### Input
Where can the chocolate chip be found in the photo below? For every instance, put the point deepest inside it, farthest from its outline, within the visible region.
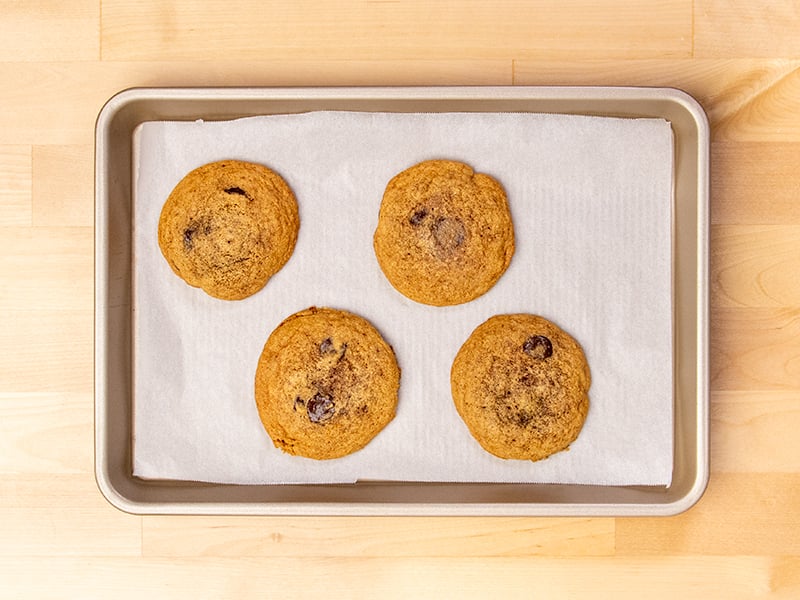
(320, 408)
(236, 190)
(538, 346)
(418, 216)
(327, 346)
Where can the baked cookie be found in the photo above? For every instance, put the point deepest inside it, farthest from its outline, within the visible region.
(326, 383)
(444, 233)
(229, 226)
(521, 386)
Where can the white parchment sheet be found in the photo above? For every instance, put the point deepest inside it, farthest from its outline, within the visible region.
(591, 200)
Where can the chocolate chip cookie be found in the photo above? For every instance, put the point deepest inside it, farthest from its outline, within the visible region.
(444, 233)
(521, 386)
(228, 226)
(326, 383)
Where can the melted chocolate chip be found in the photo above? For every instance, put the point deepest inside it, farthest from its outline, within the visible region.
(538, 346)
(418, 216)
(320, 408)
(448, 233)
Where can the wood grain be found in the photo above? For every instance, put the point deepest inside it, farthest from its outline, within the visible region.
(754, 183)
(63, 186)
(751, 514)
(656, 577)
(746, 99)
(755, 348)
(755, 432)
(54, 267)
(755, 265)
(15, 186)
(49, 30)
(57, 103)
(46, 433)
(80, 523)
(47, 350)
(414, 29)
(729, 28)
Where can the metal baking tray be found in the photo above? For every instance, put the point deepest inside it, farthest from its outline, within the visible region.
(113, 308)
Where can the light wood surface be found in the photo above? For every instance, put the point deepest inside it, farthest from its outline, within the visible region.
(60, 61)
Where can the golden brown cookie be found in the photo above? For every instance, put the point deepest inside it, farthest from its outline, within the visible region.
(326, 383)
(521, 386)
(444, 233)
(229, 226)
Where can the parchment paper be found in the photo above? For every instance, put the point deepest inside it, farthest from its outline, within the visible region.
(591, 203)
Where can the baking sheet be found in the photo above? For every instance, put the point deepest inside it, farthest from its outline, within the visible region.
(591, 201)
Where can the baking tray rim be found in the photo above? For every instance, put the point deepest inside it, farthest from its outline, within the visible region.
(118, 102)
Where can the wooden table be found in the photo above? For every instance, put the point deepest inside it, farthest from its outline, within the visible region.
(59, 62)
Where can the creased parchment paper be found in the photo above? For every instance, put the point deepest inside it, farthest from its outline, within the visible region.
(591, 202)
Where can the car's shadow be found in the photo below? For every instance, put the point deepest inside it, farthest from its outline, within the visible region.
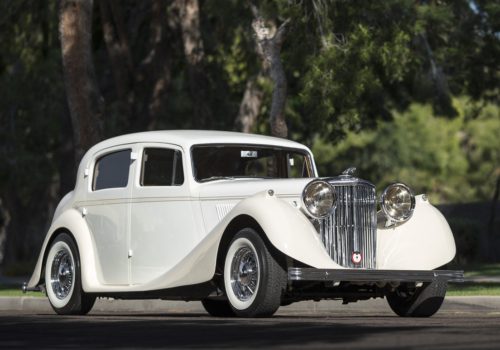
(195, 330)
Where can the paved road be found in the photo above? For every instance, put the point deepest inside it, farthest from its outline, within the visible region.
(458, 330)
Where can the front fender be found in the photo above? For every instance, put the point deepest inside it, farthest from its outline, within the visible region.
(425, 242)
(287, 228)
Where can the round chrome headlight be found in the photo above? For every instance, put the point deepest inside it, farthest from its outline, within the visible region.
(398, 202)
(319, 198)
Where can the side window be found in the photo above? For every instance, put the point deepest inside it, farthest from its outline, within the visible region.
(161, 167)
(111, 170)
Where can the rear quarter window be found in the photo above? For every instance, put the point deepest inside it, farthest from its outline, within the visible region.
(112, 170)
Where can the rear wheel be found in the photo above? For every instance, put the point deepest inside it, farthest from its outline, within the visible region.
(418, 302)
(63, 279)
(254, 281)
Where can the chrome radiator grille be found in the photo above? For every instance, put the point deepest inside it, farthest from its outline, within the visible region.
(353, 226)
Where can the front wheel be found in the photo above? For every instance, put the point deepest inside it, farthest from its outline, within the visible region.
(63, 279)
(418, 302)
(254, 281)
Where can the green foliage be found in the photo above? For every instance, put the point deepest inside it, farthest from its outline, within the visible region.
(448, 159)
(465, 232)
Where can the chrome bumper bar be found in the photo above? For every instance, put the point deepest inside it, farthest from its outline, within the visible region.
(364, 275)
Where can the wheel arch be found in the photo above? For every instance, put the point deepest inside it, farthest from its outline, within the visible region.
(237, 224)
(72, 223)
(51, 240)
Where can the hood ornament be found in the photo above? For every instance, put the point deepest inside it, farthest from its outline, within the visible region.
(349, 171)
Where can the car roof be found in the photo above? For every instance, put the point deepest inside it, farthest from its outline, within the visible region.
(188, 138)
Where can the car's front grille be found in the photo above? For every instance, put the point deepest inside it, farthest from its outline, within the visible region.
(353, 226)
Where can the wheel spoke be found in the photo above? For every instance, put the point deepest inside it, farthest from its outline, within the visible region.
(244, 273)
(62, 274)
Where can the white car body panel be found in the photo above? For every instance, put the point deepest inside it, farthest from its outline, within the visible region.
(174, 233)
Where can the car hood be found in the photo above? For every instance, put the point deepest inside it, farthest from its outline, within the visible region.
(247, 188)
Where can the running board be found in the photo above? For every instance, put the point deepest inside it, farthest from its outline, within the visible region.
(364, 275)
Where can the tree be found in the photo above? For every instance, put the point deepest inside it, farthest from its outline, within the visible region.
(195, 57)
(271, 50)
(85, 102)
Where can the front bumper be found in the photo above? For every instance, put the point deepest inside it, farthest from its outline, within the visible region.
(364, 275)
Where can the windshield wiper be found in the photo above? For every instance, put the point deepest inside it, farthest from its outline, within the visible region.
(218, 178)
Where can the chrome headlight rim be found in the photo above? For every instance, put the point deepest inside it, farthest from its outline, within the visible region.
(334, 204)
(412, 203)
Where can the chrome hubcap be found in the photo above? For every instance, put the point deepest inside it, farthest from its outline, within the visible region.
(61, 274)
(244, 273)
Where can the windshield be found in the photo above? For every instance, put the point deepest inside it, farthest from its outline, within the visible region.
(236, 161)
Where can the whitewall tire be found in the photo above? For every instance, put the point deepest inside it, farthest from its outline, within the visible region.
(253, 279)
(63, 278)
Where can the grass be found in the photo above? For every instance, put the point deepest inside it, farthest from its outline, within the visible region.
(473, 288)
(492, 270)
(14, 290)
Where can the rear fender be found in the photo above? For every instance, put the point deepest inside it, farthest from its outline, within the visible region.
(71, 222)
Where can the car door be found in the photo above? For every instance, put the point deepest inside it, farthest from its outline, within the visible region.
(107, 206)
(162, 224)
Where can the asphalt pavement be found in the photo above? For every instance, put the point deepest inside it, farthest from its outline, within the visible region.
(153, 330)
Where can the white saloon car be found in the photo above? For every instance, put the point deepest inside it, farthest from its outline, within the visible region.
(241, 223)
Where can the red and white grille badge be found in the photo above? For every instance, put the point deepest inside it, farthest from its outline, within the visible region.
(357, 257)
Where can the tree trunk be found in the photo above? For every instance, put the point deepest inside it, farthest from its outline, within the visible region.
(195, 56)
(491, 223)
(120, 56)
(4, 223)
(271, 49)
(85, 102)
(162, 63)
(250, 105)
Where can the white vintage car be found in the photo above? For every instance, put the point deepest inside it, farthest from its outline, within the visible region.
(241, 222)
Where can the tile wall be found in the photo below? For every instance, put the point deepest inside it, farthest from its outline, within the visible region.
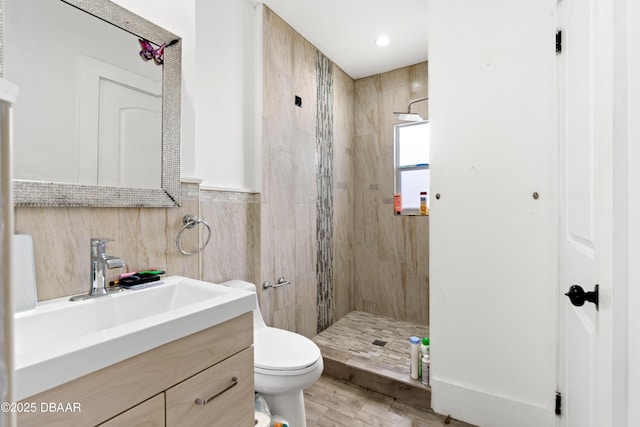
(288, 234)
(380, 260)
(144, 237)
(390, 253)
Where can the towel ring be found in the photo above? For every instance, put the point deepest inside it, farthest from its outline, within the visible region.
(189, 222)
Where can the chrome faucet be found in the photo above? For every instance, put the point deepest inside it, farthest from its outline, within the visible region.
(100, 262)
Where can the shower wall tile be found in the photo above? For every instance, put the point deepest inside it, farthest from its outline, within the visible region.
(391, 276)
(287, 234)
(344, 219)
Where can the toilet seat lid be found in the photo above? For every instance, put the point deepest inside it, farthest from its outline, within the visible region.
(280, 350)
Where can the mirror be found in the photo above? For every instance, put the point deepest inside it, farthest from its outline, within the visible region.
(96, 123)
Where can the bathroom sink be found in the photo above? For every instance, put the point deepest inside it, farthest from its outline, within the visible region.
(61, 340)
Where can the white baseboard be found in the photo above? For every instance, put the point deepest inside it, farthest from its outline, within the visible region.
(487, 410)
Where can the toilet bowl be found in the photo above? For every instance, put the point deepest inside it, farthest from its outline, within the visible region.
(285, 363)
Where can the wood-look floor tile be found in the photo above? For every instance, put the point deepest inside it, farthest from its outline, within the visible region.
(336, 403)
######
Problem description
Please quote exactly the lines from the one containing "Where can the bathroom" through the last line of the records above, both included, and nothing else.

Reply to the task
Where can the bathroom sink be found in the photo above? For every instance, put the point deepest inside it, farthest from its outline, within the visible region.
(61, 340)
Where can the white baseboard be found in the photo above? For every instance, put the point deepest inside it, farthest from its outline, within the visible region.
(487, 410)
Where can the toilet bowl be found in the photo above? For every instance, put the point deepest inside it, farthest from its outline, within the visible region.
(285, 363)
Where can the wood-look floor tile be found in the photo above? For every instance, put the point deepest inside it, farthest from its outline, within the visible region.
(336, 403)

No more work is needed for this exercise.